**Short task:**
Reproduce every line of the listing below word for word, with nothing changed.

Rows from a dataset:
* * *
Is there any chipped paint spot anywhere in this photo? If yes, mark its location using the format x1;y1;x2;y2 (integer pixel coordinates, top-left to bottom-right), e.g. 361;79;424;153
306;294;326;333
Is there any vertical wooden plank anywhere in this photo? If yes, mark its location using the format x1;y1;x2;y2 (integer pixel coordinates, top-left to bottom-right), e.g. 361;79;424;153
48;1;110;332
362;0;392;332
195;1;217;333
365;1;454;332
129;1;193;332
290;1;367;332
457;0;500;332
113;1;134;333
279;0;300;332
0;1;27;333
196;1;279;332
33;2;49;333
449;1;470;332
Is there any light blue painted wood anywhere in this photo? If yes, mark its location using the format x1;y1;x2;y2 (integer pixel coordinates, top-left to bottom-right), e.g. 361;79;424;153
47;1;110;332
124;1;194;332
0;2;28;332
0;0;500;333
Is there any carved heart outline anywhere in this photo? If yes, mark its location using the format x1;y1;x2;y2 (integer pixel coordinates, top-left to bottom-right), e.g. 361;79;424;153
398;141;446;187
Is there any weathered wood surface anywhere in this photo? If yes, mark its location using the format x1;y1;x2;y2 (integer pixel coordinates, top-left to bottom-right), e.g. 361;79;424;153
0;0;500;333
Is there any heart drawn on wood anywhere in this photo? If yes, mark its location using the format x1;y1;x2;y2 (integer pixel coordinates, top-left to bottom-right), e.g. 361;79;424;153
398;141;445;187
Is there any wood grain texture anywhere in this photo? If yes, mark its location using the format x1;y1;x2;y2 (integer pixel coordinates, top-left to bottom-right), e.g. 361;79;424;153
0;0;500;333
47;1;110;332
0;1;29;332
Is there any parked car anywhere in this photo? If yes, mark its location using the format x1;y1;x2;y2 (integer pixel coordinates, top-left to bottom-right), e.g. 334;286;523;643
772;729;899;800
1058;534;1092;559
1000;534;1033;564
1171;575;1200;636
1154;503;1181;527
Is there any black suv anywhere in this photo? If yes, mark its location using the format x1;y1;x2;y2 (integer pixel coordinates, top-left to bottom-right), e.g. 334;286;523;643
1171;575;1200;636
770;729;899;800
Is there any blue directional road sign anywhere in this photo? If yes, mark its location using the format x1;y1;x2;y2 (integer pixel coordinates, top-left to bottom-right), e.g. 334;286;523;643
* * *
**Result:**
Is there any chipped paint spot anywhere in this photo? If yes, mark its location using the format x1;y1;x2;y2 (integer pixel coordinates, top-left to bottom-right), e.g. 361;79;424;153
306;294;326;333
Is there any vertical wooden plank anywhere in this photo? If yes, mark its location using the format x1;y1;x2;y2 (integer pixel coordinates, top-left to bottom-right), e.g. 361;79;424;153
48;1;110;332
362;0;392;332
195;1;217;333
365;1;454;332
129;1;193;332
290;1;367;332
457;0;500;332
113;1;134;333
279;0;300;332
0;1;27;333
196;1;279;332
33;2;49;333
449;1;470;332
Is there any light blue painted wood anywhere in this photo? If yes, mark its location using the format x1;y1;x2;y2 (integer pixel coordinates, top-left to bottom-right), e.g. 361;79;424;153
47;1;110;332
124;1;194;332
0;2;28;332
0;0;500;333
Is there any carved heart outline anywhere in this photo? If yes, mark its location using the format x1;y1;x2;y2 (integer pixel coordinates, top-left to bottom-right), e.g. 361;79;424;153
398;141;446;187
Is there any weathered wood surface anywhere in this photo? If yes, mark its location using the format x1;y1;x2;y2 (integer pixel coordinates, top-left to bottom-right), e.g. 361;79;424;153
0;0;500;333
Is there any heart drawn on wood anywhere in this photo? If yes, mark its location using the format x1;y1;x2;y2 (integer pixel coordinates, top-left to bottom-right), e.g. 361;79;424;153
398;141;445;187
Is there any wood grain texture anywhere in this photo? If yes, mark its location using the format x1;y1;x2;y2 (integer pixel coordinates, top-left to bottom-right), e.g. 361;79;424;153
0;0;500;333
47;1;110;332
0;1;29;332
Is there any parked car anywhere in this photo? If yes, mark its location using the format x1;y1;x2;y2 (integer pixel coordinates, top-left to bottom-right), e.g. 334;286;523;643
772;729;899;800
1058;534;1092;559
1000;534;1033;564
1171;575;1200;636
1154;503;1181;527
Is there any black suv anywhere in this photo? If yes, mark its location using the format x1;y1;x2;y2 (integer pixel coordinates, top-left to bottom-right), e.g. 334;286;523;643
1171;575;1200;636
770;729;899;800
Is there any blue directional road sign anywhere in this photo? If yes, mark its location using the format x1;y1;x2;y2 (integer pixel coordinates, top-left to bottom-right), e.g. 334;286;523;643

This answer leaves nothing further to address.